# start of Working data
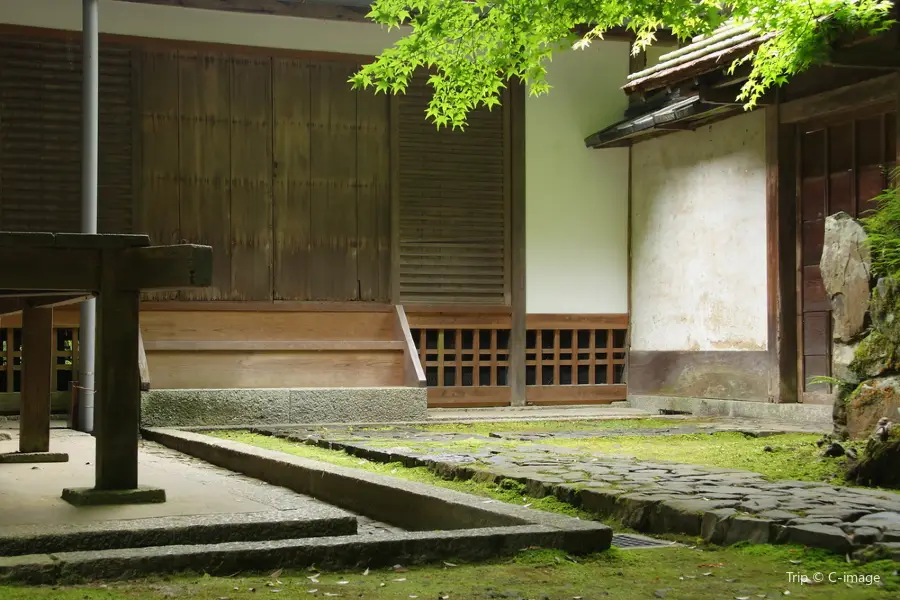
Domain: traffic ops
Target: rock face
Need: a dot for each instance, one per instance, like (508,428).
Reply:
(869,403)
(846,267)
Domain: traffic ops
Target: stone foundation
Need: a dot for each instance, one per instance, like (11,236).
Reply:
(192,408)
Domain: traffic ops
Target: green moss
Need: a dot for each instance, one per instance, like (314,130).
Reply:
(685,574)
(508,491)
(875,355)
(485,428)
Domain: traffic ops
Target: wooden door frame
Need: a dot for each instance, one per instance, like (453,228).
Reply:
(782,153)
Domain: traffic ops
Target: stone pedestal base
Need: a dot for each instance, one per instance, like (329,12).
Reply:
(33,457)
(95,497)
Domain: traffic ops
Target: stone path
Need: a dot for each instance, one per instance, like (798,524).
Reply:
(721,505)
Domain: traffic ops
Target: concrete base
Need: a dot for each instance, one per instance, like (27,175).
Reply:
(95,497)
(33,457)
(807,414)
(185,408)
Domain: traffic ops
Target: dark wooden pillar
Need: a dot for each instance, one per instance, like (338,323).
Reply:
(118,381)
(517,362)
(37,352)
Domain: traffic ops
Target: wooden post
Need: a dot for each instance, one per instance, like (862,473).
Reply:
(118,381)
(517,350)
(37,350)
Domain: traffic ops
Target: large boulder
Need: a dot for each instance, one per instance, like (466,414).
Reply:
(885,308)
(878,467)
(870,402)
(846,267)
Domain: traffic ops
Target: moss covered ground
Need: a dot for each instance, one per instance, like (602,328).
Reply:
(678,573)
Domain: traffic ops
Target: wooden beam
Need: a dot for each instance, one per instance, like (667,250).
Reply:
(118,382)
(305,9)
(872,92)
(37,352)
(517,349)
(167,267)
(729,96)
(50,268)
(12,304)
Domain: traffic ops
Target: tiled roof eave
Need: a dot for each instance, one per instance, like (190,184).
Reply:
(702,64)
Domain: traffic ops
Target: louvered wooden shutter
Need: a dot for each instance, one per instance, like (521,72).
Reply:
(453,206)
(40,135)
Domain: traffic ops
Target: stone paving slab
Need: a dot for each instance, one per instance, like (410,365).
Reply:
(721,505)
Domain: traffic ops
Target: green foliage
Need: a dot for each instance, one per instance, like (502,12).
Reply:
(474,47)
(883,228)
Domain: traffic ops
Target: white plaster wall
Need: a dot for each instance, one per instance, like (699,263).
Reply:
(699,239)
(577,198)
(176,23)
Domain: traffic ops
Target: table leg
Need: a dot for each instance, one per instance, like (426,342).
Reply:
(37,351)
(118,397)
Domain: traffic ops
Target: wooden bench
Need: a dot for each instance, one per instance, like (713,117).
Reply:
(43,270)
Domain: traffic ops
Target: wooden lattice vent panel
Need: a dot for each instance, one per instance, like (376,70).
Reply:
(570,359)
(575,359)
(64,361)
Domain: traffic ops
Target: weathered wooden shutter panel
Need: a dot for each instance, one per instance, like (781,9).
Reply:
(40,135)
(453,206)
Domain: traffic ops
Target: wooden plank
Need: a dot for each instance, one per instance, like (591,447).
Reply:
(166,267)
(11,402)
(307,10)
(873,92)
(37,350)
(118,383)
(158,196)
(273,345)
(373,195)
(251,178)
(333,252)
(413,374)
(470,397)
(224,326)
(205,163)
(292,179)
(264,306)
(519,323)
(284,369)
(575,394)
(577,321)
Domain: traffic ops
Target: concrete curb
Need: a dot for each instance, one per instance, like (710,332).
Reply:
(228,407)
(810,414)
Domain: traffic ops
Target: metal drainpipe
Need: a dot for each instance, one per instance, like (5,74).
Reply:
(89,158)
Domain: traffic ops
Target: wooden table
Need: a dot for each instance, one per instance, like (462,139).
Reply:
(42,270)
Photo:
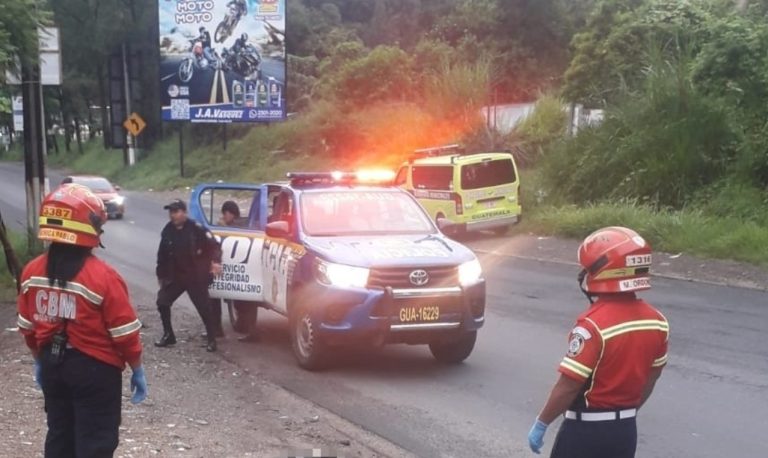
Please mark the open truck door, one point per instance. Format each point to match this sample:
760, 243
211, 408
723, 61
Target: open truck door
241, 241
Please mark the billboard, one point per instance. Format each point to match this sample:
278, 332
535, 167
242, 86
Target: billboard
222, 61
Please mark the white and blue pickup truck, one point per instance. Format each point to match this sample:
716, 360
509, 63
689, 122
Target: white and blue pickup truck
346, 263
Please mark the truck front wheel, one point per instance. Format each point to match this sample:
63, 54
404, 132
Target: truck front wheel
308, 348
454, 350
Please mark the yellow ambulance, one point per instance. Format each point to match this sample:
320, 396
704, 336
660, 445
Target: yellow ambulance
464, 192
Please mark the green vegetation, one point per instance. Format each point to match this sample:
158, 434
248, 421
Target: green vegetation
7, 282
681, 153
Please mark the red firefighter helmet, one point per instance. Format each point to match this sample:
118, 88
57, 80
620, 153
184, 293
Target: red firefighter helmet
615, 260
72, 214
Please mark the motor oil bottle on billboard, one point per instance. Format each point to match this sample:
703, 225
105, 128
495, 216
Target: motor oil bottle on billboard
250, 94
262, 95
275, 94
238, 93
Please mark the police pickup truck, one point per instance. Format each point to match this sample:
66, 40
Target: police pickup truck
347, 263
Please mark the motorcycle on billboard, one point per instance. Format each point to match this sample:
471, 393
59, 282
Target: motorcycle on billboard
234, 73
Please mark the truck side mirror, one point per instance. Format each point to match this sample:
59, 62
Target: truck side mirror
278, 230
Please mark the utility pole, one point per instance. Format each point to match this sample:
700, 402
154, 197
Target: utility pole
130, 157
34, 145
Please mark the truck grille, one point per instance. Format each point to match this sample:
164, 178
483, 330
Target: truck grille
400, 277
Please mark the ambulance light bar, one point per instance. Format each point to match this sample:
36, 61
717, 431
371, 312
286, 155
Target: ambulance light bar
445, 150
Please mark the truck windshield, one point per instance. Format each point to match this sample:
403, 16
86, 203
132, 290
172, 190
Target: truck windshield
95, 184
337, 213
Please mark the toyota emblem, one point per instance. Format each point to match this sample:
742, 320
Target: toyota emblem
419, 277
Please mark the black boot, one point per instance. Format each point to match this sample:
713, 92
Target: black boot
168, 337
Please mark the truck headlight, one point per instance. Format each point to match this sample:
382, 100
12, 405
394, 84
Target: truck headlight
470, 272
343, 276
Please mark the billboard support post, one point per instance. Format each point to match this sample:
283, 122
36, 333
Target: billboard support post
181, 149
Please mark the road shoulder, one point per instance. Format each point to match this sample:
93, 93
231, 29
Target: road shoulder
678, 266
199, 405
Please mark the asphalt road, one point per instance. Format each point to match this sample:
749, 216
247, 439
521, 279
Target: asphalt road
710, 402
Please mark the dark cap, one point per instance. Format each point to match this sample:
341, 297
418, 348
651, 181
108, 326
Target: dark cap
231, 207
176, 204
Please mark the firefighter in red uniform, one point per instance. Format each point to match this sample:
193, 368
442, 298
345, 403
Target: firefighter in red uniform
77, 320
616, 352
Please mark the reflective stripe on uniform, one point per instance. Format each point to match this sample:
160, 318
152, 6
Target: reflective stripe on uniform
72, 287
659, 361
631, 326
575, 366
24, 323
68, 224
125, 329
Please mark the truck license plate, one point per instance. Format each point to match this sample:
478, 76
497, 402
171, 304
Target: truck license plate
419, 314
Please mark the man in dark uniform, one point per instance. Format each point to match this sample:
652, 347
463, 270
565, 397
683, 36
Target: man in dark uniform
247, 313
187, 260
616, 352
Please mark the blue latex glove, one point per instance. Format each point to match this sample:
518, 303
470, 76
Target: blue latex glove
38, 374
138, 385
536, 436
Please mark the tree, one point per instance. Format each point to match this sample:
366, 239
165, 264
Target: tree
608, 54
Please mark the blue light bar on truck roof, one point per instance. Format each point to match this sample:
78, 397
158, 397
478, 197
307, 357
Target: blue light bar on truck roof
304, 179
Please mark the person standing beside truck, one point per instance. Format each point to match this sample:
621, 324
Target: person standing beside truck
78, 322
187, 260
247, 313
616, 352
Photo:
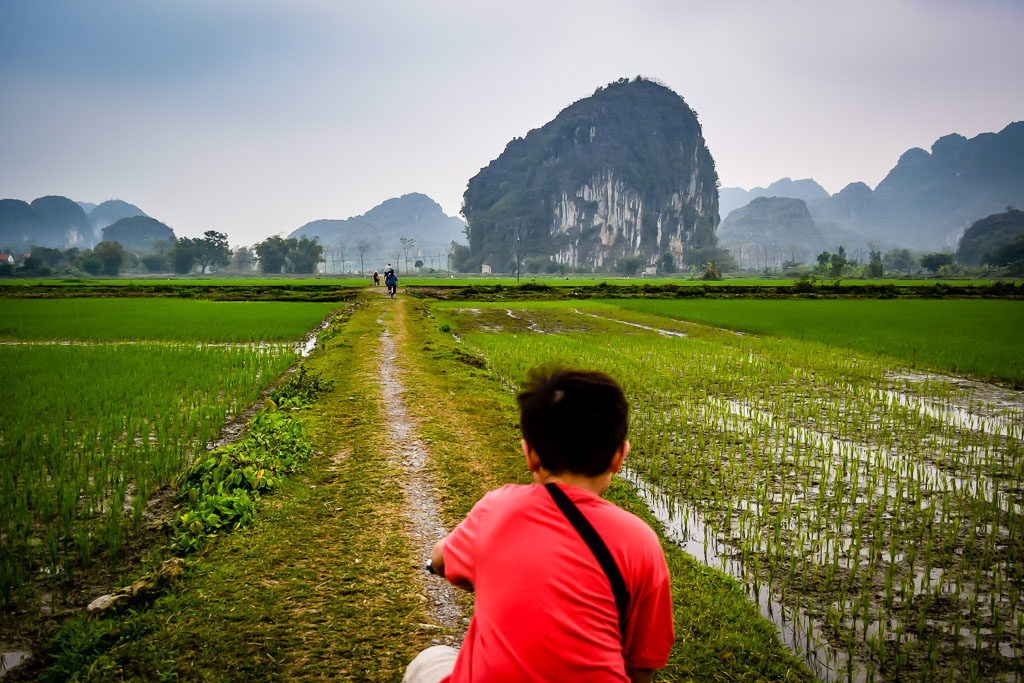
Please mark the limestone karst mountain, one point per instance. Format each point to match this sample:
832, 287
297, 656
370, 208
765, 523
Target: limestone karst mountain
621, 173
137, 232
111, 212
48, 221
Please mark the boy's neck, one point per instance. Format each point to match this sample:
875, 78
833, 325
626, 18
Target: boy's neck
597, 484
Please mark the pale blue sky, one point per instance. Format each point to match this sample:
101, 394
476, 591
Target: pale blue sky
254, 117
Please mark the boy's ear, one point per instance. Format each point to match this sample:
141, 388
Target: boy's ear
616, 460
532, 460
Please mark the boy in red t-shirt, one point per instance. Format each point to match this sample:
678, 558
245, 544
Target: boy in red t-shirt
546, 608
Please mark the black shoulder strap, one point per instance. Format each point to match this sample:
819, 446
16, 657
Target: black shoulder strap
596, 545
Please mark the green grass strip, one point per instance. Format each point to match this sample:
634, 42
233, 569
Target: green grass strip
964, 336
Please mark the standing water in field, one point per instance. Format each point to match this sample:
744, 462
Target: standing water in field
795, 627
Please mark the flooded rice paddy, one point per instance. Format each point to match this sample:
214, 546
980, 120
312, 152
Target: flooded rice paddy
872, 512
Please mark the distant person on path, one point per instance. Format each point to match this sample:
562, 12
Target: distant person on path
391, 281
552, 602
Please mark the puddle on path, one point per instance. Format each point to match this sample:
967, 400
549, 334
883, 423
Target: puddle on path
10, 659
664, 333
422, 507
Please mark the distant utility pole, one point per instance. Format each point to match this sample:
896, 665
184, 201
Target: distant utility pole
517, 241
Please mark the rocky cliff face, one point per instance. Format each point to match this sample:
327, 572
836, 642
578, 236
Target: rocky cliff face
623, 172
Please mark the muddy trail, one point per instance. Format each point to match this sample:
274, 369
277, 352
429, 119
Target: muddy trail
409, 453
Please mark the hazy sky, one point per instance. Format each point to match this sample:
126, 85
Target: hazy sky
255, 117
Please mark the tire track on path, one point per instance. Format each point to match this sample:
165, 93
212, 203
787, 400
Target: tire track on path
410, 455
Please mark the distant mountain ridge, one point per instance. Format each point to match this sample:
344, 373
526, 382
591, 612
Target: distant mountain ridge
926, 202
807, 189
111, 212
58, 222
137, 232
414, 216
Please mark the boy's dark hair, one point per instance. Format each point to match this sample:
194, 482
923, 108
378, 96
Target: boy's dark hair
576, 420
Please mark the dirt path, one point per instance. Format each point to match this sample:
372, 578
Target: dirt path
409, 454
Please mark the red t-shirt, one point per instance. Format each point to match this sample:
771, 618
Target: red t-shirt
545, 609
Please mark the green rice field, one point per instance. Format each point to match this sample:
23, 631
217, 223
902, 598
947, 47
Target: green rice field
965, 336
94, 426
151, 318
873, 511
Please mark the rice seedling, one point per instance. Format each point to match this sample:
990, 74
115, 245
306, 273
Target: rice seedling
883, 505
95, 430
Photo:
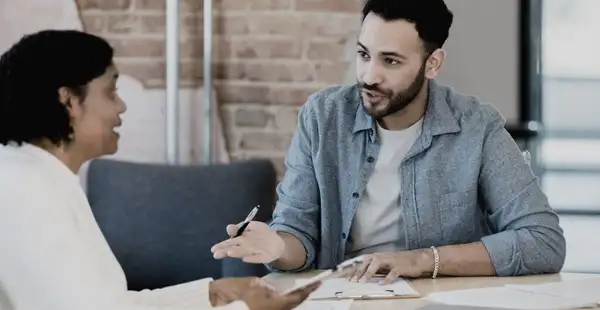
# end of Working data
■ Task brief
Filter the entries down to the lines that contain the word "wheel", and copy each of those lines.

■ Problem solution
Please mark the truck front wheel, one point per instance. Format each point to match this sample:
Target: truck front wheel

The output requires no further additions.